→ RECORDS FOR THIS EXERCISE:
:::::

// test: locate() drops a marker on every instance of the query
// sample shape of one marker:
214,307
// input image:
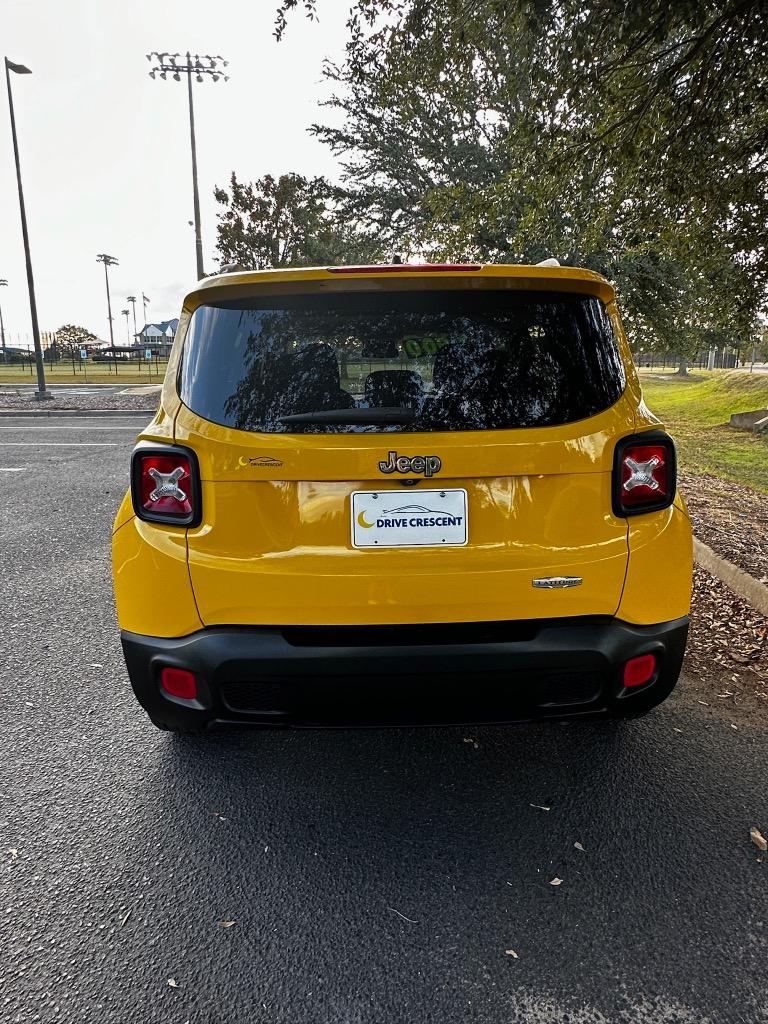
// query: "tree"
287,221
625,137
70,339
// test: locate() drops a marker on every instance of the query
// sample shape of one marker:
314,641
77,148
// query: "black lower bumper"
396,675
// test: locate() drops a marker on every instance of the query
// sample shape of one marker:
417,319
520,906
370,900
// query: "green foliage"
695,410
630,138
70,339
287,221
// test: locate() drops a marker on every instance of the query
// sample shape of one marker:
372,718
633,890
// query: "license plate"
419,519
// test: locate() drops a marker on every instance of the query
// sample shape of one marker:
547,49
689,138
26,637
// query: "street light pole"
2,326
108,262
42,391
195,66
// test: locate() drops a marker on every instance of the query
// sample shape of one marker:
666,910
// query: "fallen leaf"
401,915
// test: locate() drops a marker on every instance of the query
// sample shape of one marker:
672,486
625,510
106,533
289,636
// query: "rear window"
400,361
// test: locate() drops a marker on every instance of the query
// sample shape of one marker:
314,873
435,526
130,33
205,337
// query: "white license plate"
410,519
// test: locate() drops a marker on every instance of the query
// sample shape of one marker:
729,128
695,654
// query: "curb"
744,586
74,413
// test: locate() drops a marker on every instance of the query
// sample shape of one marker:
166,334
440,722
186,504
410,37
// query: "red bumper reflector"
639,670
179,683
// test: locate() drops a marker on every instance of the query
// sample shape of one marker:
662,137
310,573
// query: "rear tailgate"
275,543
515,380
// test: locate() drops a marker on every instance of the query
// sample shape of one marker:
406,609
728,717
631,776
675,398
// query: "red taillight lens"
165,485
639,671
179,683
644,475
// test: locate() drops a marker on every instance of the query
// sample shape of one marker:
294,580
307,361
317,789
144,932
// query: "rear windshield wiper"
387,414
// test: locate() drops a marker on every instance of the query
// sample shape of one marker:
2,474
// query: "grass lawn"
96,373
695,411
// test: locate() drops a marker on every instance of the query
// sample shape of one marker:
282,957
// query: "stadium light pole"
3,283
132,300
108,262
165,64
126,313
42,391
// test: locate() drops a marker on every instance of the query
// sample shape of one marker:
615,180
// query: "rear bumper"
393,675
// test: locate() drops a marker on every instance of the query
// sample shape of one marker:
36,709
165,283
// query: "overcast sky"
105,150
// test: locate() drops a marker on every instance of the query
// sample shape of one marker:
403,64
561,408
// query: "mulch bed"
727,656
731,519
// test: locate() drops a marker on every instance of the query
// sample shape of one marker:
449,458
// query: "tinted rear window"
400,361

:::::

Wherever a picture appears in the records above, skip it and retype everything else exactly.

→ YOUR SOLUTION:
// test: locate() drops a marker on every instance of the query
// sample shape of one marker:
214,307
// input image:
// query: "tree"
287,221
625,137
70,339
// test: locate() drops a marker on every instance of the query
// sample shape of one marker:
314,641
77,148
// query: "black lower bumper"
396,675
// test: locate() drops a marker on every instance of the query
// sample shape of one marker:
417,319
520,906
370,900
// query: "green foliage"
695,410
630,138
70,339
287,221
// test: locate() drops a marker on every instance of the query
// sample shape of one marker:
372,718
633,890
// query: "license plate"
419,519
// test: locate() drops a marker on every instance of the query
// sample shape of one marker:
547,49
689,138
26,637
// query: "street light pole"
2,326
108,262
42,391
195,66
// test: locate() drops a marker on every instance of the query
// sample shape of one marker:
666,910
// query: "fallen leaf"
401,915
// test: locate() drops a marker on every instance of the query
// sample shape of one marker:
672,486
625,510
106,533
289,636
// query: "rear window"
400,361
// test: locate() drops a marker on every instance of the query
// sample shape of one marker:
314,873
435,526
130,33
205,337
// query: "white license plate"
410,519
// test: locate() drops a marker on every instance of the query
// sample shape of one marker:
729,128
695,654
// query: "curb"
744,586
74,413
// test: locate() drops a marker on every instance of the query
// sample shape of one marker:
166,334
440,722
186,504
410,37
// query: "red bumper reflector"
639,670
179,683
// test: locate() drops a marker on every instance of the query
// sample shape of one marker:
662,137
310,573
// query: "rear tailgate"
275,543
515,380
// test: locate() drops a marker on every instance of the query
// sample shape of one marker:
406,609
728,717
631,776
675,398
// query: "red taillight lens"
165,485
639,671
179,683
644,475
// test: locate() drops a marker on every instance of the query
// sample shape of one marker:
294,580
307,361
317,789
144,932
// query: "rear windshield wiper"
387,414
// test: locate() drops a marker on every instance of the query
// sample shape of one marker:
2,474
// query: "grass lawn"
96,373
695,411
// test: locate() drops a marker on every instance of the query
// sample shape of one marker:
282,957
// query: "stadium light pole"
3,283
132,300
108,262
165,64
126,313
42,391
// test: locate() drops a marker on every instance of the query
// sample shape of one marker:
615,180
// query: "rear bumper"
393,675
// test: locate() drops a marker on every instance of the query
// sample shape of one marker:
36,709
165,283
// query: "overcast sky"
105,150
// test: locate() drops a marker on every instance of the query
// sample shape of one marker:
403,64
561,408
// query: "mulch bed"
727,656
731,519
// test: locate() drops a marker on every instance of the query
// sample shape of one marker:
449,458
// query: "tinted rear window"
400,361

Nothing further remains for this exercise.